_Assignment_.
Out of the listing below, copy every line that carries the string "leaf".

_Dataset entries_.
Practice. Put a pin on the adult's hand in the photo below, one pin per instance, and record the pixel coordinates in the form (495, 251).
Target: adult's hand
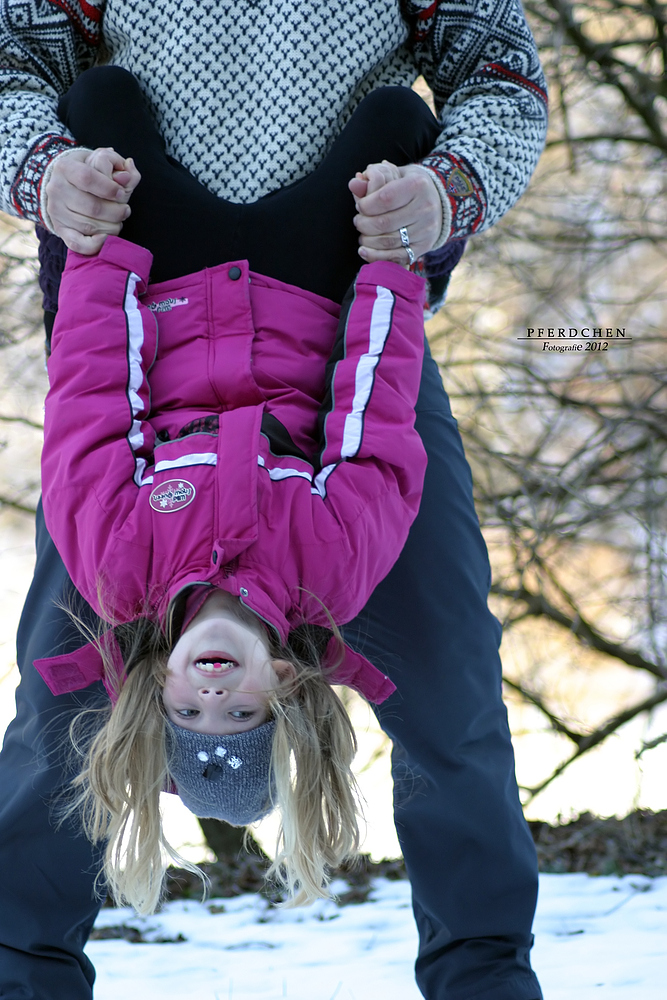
(87, 194)
(389, 198)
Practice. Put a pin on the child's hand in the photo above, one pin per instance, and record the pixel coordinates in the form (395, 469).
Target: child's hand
(86, 196)
(389, 198)
(123, 171)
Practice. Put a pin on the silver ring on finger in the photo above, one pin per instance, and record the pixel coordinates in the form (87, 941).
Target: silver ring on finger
(405, 240)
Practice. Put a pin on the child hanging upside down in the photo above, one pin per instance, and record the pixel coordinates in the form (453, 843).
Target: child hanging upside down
(230, 467)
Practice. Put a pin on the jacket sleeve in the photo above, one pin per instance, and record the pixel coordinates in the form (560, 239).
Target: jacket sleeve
(367, 484)
(480, 59)
(44, 46)
(97, 440)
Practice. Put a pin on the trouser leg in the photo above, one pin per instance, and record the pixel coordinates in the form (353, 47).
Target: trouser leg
(47, 899)
(468, 852)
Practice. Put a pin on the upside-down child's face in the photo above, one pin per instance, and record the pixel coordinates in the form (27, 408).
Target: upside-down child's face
(220, 672)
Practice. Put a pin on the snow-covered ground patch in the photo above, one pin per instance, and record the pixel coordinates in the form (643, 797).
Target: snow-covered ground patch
(597, 939)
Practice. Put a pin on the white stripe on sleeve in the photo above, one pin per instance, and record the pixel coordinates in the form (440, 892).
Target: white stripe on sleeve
(363, 383)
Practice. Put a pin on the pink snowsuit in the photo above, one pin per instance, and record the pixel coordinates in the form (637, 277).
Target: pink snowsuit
(293, 505)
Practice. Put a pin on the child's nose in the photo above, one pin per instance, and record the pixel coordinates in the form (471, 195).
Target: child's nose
(212, 692)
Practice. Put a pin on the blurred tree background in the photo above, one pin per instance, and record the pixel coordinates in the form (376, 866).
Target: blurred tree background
(568, 447)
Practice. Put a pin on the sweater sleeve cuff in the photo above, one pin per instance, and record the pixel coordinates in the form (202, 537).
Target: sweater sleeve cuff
(464, 192)
(27, 190)
(446, 227)
(44, 217)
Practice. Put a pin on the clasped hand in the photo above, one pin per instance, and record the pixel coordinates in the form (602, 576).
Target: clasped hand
(87, 197)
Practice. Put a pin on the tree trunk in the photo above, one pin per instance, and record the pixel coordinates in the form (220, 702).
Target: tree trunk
(227, 842)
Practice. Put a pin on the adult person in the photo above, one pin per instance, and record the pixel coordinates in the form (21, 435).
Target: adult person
(248, 96)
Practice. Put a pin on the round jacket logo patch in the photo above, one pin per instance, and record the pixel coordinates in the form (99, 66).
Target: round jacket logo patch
(171, 496)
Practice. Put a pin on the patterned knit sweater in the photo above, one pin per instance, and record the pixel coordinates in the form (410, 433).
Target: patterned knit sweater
(250, 94)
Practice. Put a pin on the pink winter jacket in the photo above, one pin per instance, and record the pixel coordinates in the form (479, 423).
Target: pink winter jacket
(186, 442)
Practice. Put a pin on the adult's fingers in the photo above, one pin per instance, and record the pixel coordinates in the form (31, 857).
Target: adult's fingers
(411, 203)
(82, 199)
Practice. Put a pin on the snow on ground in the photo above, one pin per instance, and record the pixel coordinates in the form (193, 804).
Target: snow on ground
(597, 939)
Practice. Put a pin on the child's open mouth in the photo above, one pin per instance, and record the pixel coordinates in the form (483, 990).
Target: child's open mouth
(214, 662)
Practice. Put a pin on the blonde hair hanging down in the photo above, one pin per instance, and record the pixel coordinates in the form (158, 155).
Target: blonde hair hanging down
(126, 767)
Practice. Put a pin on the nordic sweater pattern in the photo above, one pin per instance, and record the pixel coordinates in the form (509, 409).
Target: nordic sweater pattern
(275, 82)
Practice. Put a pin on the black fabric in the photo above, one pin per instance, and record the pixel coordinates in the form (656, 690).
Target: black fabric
(280, 439)
(468, 851)
(302, 234)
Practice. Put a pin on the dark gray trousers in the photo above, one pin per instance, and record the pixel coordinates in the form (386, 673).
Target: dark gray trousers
(469, 854)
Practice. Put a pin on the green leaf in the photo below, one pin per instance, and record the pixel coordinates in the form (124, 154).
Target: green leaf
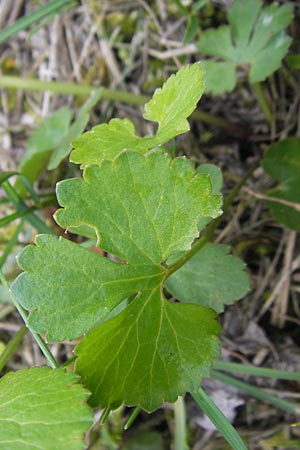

_Response area_.
Practice. Put a pin on the green leaf in the photo below, one pin per instance, and record the pixel coordinates in the form (124, 154).
Target: green leaf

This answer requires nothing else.